• [Supplied passage]
Our mission, part 1: the ALS care ecosystem today

The future is here, and it’s inequitable

Chris Muller, JD

November 17, 2022

Chris Muller, JD
November 9, 2022

Synapticure was born from a simple question: could we improve care and accelerate treatments for neurodegenerative diseases, starting with ALS, if we better connected and integrated the assets and capabilities these communities already have? Over the next few weeks, we’re going to explore that question. We’re going to look at what those assets and capabilities are, how they connect (or don’t) today, what the possibilities are, and what the future might look like.

In doing so, while we continue to share Synapticure stories, as we have been, we’re also going to take a step back and share a look at why we–at Synapticure–are here, and at what we’re doing. What follows is the first part of that look. (Several more will follow.) Starting here with what the existing ALS care ecosystem looks like today.

• [Data excerpts]
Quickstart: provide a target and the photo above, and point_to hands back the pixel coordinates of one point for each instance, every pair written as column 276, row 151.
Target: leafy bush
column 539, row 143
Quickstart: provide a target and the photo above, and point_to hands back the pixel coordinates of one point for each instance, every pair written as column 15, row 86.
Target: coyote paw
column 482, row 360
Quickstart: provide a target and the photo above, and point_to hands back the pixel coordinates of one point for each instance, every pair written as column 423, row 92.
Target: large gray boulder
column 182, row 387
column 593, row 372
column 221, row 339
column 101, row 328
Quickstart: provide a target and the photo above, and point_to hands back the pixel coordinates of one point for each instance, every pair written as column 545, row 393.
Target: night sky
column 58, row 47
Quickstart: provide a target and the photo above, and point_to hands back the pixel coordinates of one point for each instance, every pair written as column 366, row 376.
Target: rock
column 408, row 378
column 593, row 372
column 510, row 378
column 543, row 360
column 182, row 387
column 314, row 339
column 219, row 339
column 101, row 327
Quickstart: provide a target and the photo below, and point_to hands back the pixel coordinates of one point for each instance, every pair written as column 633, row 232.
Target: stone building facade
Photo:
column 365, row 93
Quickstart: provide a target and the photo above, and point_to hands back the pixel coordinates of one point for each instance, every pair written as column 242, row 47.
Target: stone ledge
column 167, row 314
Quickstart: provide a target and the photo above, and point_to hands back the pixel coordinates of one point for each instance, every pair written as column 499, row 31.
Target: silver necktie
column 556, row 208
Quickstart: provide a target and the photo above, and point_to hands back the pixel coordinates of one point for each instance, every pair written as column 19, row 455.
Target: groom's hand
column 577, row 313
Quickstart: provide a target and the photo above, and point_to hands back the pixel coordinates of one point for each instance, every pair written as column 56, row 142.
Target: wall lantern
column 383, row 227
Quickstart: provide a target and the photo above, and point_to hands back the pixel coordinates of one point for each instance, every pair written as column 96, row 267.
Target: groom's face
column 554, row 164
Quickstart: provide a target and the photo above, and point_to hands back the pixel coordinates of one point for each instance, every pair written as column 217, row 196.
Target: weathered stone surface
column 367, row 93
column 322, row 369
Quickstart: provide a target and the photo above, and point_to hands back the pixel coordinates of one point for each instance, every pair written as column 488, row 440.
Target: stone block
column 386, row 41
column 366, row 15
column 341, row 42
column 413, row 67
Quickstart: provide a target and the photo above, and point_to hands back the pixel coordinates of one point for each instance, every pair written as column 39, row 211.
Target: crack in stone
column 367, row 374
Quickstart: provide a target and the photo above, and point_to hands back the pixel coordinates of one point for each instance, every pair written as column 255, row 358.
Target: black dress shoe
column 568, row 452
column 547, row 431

• [Tasks to complete]
[a] In the piece on the ALS care ecosystem, what question is Synapticure going to explore over the next few weeks, and why that question? Answer in one to three sentences.
[b] From the piece on the ALS care ecosystem, extract the passage from "Our mission, part" to "might look like.".
[c] Continue the piece on the ALS care ecosystem from where it stops.

• [Answers to the tasks]
[a] Synapticure plans to explore whether care could be improved and treatments accelerated for neurodegenerative diseases, starting with ALS, by better connecting and integrating the assets and capabilities these communities already have. It chose this question because Synapticure was born from it.

[b]
Our mission, part 1: the ALS care ecosystem today

The future is here, and it’s inequitable

Chris Muller, JD

November 17, 2022

Chris Muller, JD
November 9, 2022

Synapticure was born from a simple question: could we improve care and accelerate treatments for neurodegenerative diseases, starting with ALS, if we better connected and integrated the assets and capabilities these communities already have? Over the next few weeks, we’re going to explore that question. We’re going to look at what those assets and capabilities are, how they connect (or don’t) today, what the possibilities are, and what the future might look like.

[c]
The future is here, and it’s inequitable

We know what advanced ALS care is. It’s access to treatments and comprehensive care managed by specialists. It’s genetic testing, and it’s access to experimental medicines. It’s humanistic–focused on you, your question, and your disease. It’s personalized and precise, and it upholds each person’s values.

We also know what such care can do for a person with ALS. It can slow progression. It can improve quality of life. It can engage people where they are and on their terms, and can help lift the burden of care. It can delay invasive interventions, and it can produce previously unheard-of outcomes.

Unfortunately, this isn’t what most people with ALS experience. The system has blocks and limitations that restrict how care is distributed, leading to uneven access–often along geographic, social, economic, and educational lines. Diagnosis is a difficult, anxiety-provoking, and unnecessarily long journey that can take 12+ months, often too long for many to receive advanced care when it can still help. Harder-to-reach patients outside of major urban centers have fewer options. Not to mention that the physical limitations imposed by ALS make access universally difficult. The administrative burdens of managing insurance coverage and government programs make controlling costs a challenge. Additionally, a complex clinical trial and expanded-access-program landscape frustrates patients, clinicians, and researchers alike, not only depriving patients of potentially disease-altering medicines, but depriving drug-developers of the trial participants they need to advance therapeutic research.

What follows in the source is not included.